***** Selected text

Wednesday, January 26, 2022

Short Story Wednesday: "The Long Hall on the Top Floor," Caitlin R. Kiernan


This is another story from a wonderful collection a friend gave me  years ago, AMERICAN FANTASTIC TALES, 1940 to the present. I probably would never have picked this collection up were it not for short story Wednesdays. 

Deacon Silvey moved from Atlanta to Birmingham, AL after a robbery that scared him. He has substance abuse problems and is stuck doing shift work at various places. While working at a laundromat in Birmingham, a guy named Soda comes in and asks Deke if it's true that he has psychic powers. He asks him if he will use his powers to help a female friend of his. After some attempts to avoid this, Deke agrees.

**********
***** Provided information

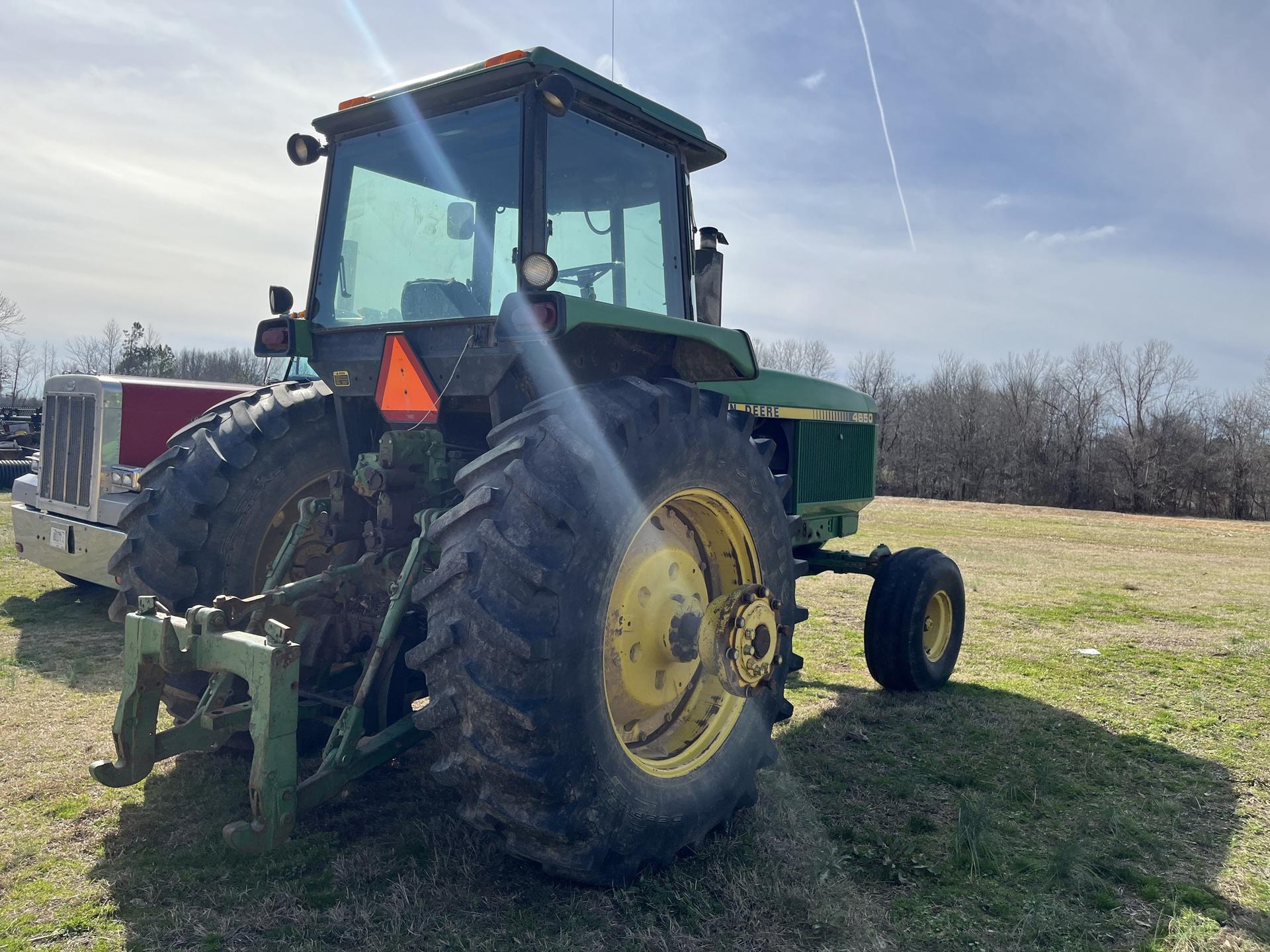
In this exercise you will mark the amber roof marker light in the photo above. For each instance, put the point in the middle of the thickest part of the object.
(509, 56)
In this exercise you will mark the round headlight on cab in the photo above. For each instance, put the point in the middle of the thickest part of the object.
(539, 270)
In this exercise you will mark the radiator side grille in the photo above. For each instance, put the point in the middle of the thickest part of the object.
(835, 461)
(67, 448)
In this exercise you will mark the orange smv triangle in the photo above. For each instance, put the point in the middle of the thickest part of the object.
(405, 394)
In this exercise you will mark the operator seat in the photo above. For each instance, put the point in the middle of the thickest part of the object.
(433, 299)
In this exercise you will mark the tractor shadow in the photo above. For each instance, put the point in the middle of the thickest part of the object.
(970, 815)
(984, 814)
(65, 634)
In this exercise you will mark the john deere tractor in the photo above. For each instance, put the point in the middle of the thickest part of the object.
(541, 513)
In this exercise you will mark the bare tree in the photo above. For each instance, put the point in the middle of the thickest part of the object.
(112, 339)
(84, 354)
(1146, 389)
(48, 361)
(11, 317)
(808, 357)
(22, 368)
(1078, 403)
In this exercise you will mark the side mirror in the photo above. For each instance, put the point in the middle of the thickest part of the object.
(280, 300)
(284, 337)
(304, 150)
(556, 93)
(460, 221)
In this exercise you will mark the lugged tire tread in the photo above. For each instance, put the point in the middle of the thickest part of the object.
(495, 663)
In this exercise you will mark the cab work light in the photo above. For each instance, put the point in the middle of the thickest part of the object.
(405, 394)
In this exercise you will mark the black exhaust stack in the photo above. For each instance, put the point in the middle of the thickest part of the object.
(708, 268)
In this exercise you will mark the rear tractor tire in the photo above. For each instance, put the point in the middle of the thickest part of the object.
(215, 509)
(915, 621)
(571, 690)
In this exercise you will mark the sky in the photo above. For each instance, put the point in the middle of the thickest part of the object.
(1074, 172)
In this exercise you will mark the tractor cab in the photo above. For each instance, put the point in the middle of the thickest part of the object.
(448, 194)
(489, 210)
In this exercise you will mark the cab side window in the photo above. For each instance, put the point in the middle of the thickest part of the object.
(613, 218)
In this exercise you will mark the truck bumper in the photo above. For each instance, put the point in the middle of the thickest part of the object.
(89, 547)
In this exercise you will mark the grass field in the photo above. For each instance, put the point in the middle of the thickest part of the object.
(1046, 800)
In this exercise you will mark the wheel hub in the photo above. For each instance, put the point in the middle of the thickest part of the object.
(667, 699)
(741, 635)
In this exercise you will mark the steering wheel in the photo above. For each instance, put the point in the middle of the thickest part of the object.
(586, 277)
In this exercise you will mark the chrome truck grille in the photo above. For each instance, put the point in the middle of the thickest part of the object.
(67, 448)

**********

#### What to do
1/ Please rewrite the post about "The Long Hall on the Top Floor" starting at "This is another" and ending at "short story Wednesdays.", swapping "wonderful" for "remarkable".
2/ Answer these questions from the post about "The Long Hall on the Top Floor":
(a) What collection is the story from?
(b) Which city did Deacon Silvey move to, and from where?
(c) Where was Deke working when Soda came in?
3/ Carry the post about "The Long Hall on the Top Floor" forward from its last sentence.

#### Responses for each task
1/
This is another story from a remarkable collection a friend gave me  years ago, AMERICAN FANTASTIC TALES, 1940 to the present. I probably would never have picked this collection up were it not for short story Wednesdays.

2/
(a) AMERICAN FANTASTIC TALES, 1940 to the present.
(b) He moved to Birmingham, AL, from Atlanta.
(c) He was working at a laundromat in Birmingham.

3/
Sadie Jaspers meets up with Deke and she takes him to the top floor of a building. Deke advises her he just gets impressions so it might not be what she wants. He keeps trying to get her to tell him what she is seeing on that top floor but she insists, it's better if he sees for himself. At the very top, she points to a spot and it turns out the spot is about the way it makes you feel rather than any specific terror. It is not just cold but "indifferent, the freezing temperature of an apathy so absolute, so perfect" that Deacon vomits. He tells her the "thing" doesn't want to be seen. "It wasn't meant to be seen.'

It is hard for me to make this seem frightening here. But the writing is so sharp and these two characters so well fleshed out that we don't see what they don't see and yet believe in it. 

Kiernan writes other pieces about this twosome and has published novels as well. Good writing is a reward in itself. Deacon Silvey is a character to remember--just from a 5000 word story. And so too is Sadie Jaspers. If Kiernan had named them John Black and Sara Jones, we would not remember them nearly as well. Names are important. It is easy to forget that. 

Kevin Tipple


George Kelley 

Richard Robinson 

Todd Mason


Margot Kinberg said...

Oh, this does sound potent, Patti! And it's hard to make characters seem that real within the confines of a short story. Thanks for sharing.

Todd Mason said...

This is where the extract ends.